* _Document text_
Tuesday, November 22, 2022
Pfizer/BioNTech say new COVID-19 booster generates 'substantially higher' protection against omicron
Pfizer and BioNTech said Friday that the immune responses against omicron BA.4/BA.5 subvariants were "substantially higher" in people who got its new bivalent booster compared with people who received the companies' original COVID-19 vaccine.
The bivalent booster that targets the original coronavirus strain and the omicron BA.4 and BA.5 subvariants became available in the U.S. in early September. Pfizer and BioNTech said in a news release that the bivalent booster generated about four times higher levels of neutralizing antibody against the omicron BA.4/BA.5 variants in people older than 55, compared with the original vaccine. The data has not been peer-reviewed or published.
When someone gets any vaccine, it can take a few weeks to build up immunity and generate its full protection. The data showed that a month after study participants got the new booster, omicron BA.4/BA.5 neutralizing antibodies increased 13.2 fold from pre-booster levels for the adults 55 and older, compared with a 2.9 fold increase in older adults who got the original vaccine. For adults ages 18 to 55, neutralizing antibodies were 9.5 fold higher than pre-booster levels.
The omicron BA.5 subvariant had dominated U.S. COVID-19 infections since July, but a mix of other omicron subvariants have been gaining against it. BA.5 now accounts for 49.6% of new infections in this country, according to data from the U.S. Centers for Disease Control and Prevention.
"As we head into the holiday season, we hope these updated data will encourage people to seek out a COVID-19 bivalent booster as soon as they are eligible in order to maintain high levels of protection against the widely circulating omicron BA.4 and BA.5 sublineages," Pfizer CEO Albert Bourla said in a statement. "These updated data also provide confidence in the adaptability of our mRNA platform and our ability to rapidly update the vaccine to match the most prevalent strains each season."

* _Brief 1_
Echo the passage of the booster article between "The bivalent booster that" and "peer-reviewed or published.", inclusive.
* _Brief 2_
Proceed with the booster article, picking up where its text stops.

* _Extracted entries_
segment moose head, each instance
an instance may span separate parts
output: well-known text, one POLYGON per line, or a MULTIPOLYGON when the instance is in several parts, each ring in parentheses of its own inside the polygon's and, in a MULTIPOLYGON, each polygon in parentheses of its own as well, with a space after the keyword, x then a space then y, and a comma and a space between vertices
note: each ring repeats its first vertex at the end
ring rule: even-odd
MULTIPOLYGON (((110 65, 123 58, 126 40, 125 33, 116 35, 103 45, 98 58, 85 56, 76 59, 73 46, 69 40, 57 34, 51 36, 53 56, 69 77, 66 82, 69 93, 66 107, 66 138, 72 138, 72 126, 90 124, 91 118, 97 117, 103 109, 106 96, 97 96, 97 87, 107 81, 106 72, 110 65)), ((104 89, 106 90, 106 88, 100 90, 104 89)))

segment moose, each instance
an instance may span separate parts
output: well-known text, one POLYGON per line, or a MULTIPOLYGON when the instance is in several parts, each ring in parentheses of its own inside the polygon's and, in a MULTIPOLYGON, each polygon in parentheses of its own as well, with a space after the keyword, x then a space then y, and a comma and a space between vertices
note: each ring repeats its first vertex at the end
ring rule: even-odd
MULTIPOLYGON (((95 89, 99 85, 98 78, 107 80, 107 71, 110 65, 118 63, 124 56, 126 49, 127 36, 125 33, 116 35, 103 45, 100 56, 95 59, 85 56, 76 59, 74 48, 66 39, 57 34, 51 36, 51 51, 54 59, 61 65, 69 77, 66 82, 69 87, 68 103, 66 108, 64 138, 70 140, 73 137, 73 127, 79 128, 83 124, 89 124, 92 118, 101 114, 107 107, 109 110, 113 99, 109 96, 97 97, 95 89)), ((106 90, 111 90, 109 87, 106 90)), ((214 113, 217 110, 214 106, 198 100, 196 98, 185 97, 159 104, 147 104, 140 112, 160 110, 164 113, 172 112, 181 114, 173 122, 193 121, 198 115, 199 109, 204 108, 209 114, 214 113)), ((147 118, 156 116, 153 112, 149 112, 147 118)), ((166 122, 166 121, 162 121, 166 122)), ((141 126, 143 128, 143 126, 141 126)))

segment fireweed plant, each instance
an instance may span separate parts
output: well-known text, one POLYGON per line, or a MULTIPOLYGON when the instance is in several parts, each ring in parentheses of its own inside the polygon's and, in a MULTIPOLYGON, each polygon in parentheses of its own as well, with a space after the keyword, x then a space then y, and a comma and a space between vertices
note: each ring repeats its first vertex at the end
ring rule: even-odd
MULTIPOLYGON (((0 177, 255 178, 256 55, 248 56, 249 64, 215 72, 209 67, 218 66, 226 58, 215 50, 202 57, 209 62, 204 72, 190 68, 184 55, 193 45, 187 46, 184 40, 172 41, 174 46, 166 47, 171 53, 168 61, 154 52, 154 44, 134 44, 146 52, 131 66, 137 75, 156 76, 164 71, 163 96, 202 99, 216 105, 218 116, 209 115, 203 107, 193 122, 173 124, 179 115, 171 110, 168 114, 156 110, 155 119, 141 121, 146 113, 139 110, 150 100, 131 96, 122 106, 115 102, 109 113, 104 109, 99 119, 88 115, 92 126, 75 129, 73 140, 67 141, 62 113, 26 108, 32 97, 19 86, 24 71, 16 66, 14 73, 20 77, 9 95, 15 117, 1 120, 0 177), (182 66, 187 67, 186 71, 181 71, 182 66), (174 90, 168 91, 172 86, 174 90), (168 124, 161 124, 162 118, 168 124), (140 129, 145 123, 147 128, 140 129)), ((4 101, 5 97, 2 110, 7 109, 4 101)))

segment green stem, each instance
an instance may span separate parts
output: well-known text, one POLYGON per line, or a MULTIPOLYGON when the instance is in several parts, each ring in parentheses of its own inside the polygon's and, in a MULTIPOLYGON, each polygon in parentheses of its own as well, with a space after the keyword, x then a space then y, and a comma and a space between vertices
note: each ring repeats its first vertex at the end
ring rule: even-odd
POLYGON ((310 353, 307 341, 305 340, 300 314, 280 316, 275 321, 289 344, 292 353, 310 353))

* _Expected output 1_
The bivalent booster that targets the original coronavirus strain and the omicron BA.4 and BA.5 subvariants became available in the U.S. in early September. Pfizer and BioNTech said in a news release that the bivalent booster generated about four times higher levels of neutralizing antibody against the omicron BA.4/BA.5 variants in people older than 55, compared with the original vaccine. The data has not been peer-reviewed or published.

* _Expected output 2_
The companies' new data comes after two small studies that measured immune responses about three to five weeks after the updated booster dose; both found that the updated COVID-19 booster shots appear to work about as well against the BA.4 and BA.5 omicron subvariants as the original boosters they replaced. The studies were released as preprints and have not been peer-reviewed or published.
Pfizer and BioNTech are still conducting larger clinical trials of the updated boosters, and said they are continuing to test the vaccine against the other variants of the virus.
Experts say getting boosted this fall is still an important way to renew protection, even among people who were previously infected or vaccinated. People as young as 5 are eligible for updated boosters.
So far, 26.3 million people age 5 and older in the United States have received updated COVID-19 boosters.
An analysis released in early October suggested that if more people in the U.S. got the booster by the end of the year, about 90,000 COVID-19 deaths could be prevented this fall and winter. However, if uptake of the vaccine continued at the pace of early October, the U.S. could see a peak of more than 1,000 COVID-19 deaths per day this winter, according to the analysis from the Commonwealth Fund.